Dante’s Peak (Part Three)

Concluding the story of the Fiat 128 and its derivatives.

Image: serbiancarfans.wordpress.com

Italian production of the Fiat 128 came to an end in 1985, but the car lived on in modified form well into the 21st Century. The best known derivative was built in the former Yugoslavia by a division of Zastava, the state-owned armaments manufacturer. Zastava’s relationship with Fiat dated back to 1954, when an agreement was signed to manufacture the Italian company’s vehicles under licence at Zastava’s automobile plant in the city of Kragujevac(1). The most commercially significant of these was the Zastava 750 which, engine displacement apart, was largely identical to the Fiat 600. The 750 remained in production for thirty years until 1985.

By the late 1960s Zastava began looking for a more modern car to offer its customers and an agreement was reached with Fiat to produce a version of the new 128 model, initially to be called the Zastava 101(2). Uniquely, this featured a modified rear-end with a tailgate and would be offered in three and five-door versions. Intriguingly, the redesigned tail bore more than a passing resemblance to the 1967 Simca 1100(3). Both designs shared a similar change in profile in the hatchback, adding a ‘bustle’ to the rear end.

The Zastava 101 used the inner structure, doors and front-end body panels from the 128, apart from the front valance. On the Fiat, this featured a raised centre section to accommodate a shallower front grille. On the Zastava, the top edge of the valance was straight, so the grille was correspondingly deeper. Mechanically, the 101 was identical to the 128 and was powered by Fiat’s 1,116cc engine. It was launched in October 1971, just two years after its progenitor.

• DATASET EXTRACT:
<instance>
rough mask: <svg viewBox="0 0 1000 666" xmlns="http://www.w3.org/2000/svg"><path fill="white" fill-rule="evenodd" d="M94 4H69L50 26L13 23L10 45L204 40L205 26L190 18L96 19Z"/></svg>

• WORK INSTRUCTIONS:
a: Please list every car model that the Fiat 128 article mentions by name.
b: Go on with the Fiat 128 article from its last sentence.
The material above comes from a separate source and has no connection to the Fiat 128 article.

• ANSWERS BY TASK:
a: Fiat 128, Zastava 750, Fiat 600, Zastava 101, Simca 1100

b:
The 101 was exported to European, North African and Middle-Eastern countries and eventually made its way to the UK in RHD form in late 1981. Its arrival on those shores was low-key, to the extent that it never featured in Car Magazine’s ‘Newcomers’ pages. Now badged Zastava 1100, its first mention is in the March 1982 issue’s GBU(4) listings under the heading ‘Boring Saloons’ where it was described as follows: “For: Space, Versatility. Against: Very basic, quite noisy, low on desirability. Sum-up: Not bad for an Iron Curtain effort.”

Image: virtuagarage.com

The car’s major selling point was, of course, its low price, which started from just £2,699 for the three-door hatchback. By way of comparison, the cheapest Ford Escort and Vauxhall Astra were listed at £4,085 and £4,203 respectively. A rather closer comparison was on offer in the Fiat 128, which remained on sale in a basic specification two-door form alongside its putative replacement, the Strada(5). It was listed at £3,140 in the ‘Interesting Saloons’ category and described as follows: For: Outstanding handling, fine roadholding, good ride. Against: A bit noisy. Sum-up: Still impressive despite great age.” One has to wonder if the 128 really had lost so much in translation from Italy to Yugoslavia, or was Car Magazine simply guilty of an irrational bias against the “Iron Curtain effort”?

In December 1981, Autocar magazine tested the five-door model in range-topping 1300 ZLE-E specificaton. This version was distinguished externally by rather gaudy stick-on stripes and plastic multi-spoke wheel trims that looked like they were sourced at a local high street motor accessory shop. Inside, it was embellished with a digital clock and radio / cassette player. At £3,262, it was priced uncomfortably close to more mainstream offerings, in particular the Fiat Strada 65CL five-door at £3,591. Autocar rated its performance as “in line with the Strada”, its economy “acceptable”, road behaviour “adequate” and its interior “dated”. Regarding its quality of finish, the Zastava was criticised as “trying hard to move the Lada out of bottom place”. As to alternatives, the Citroën Visa Super E was cited as “a much better car all round” but one that cost nearly £200 more than the Zastava.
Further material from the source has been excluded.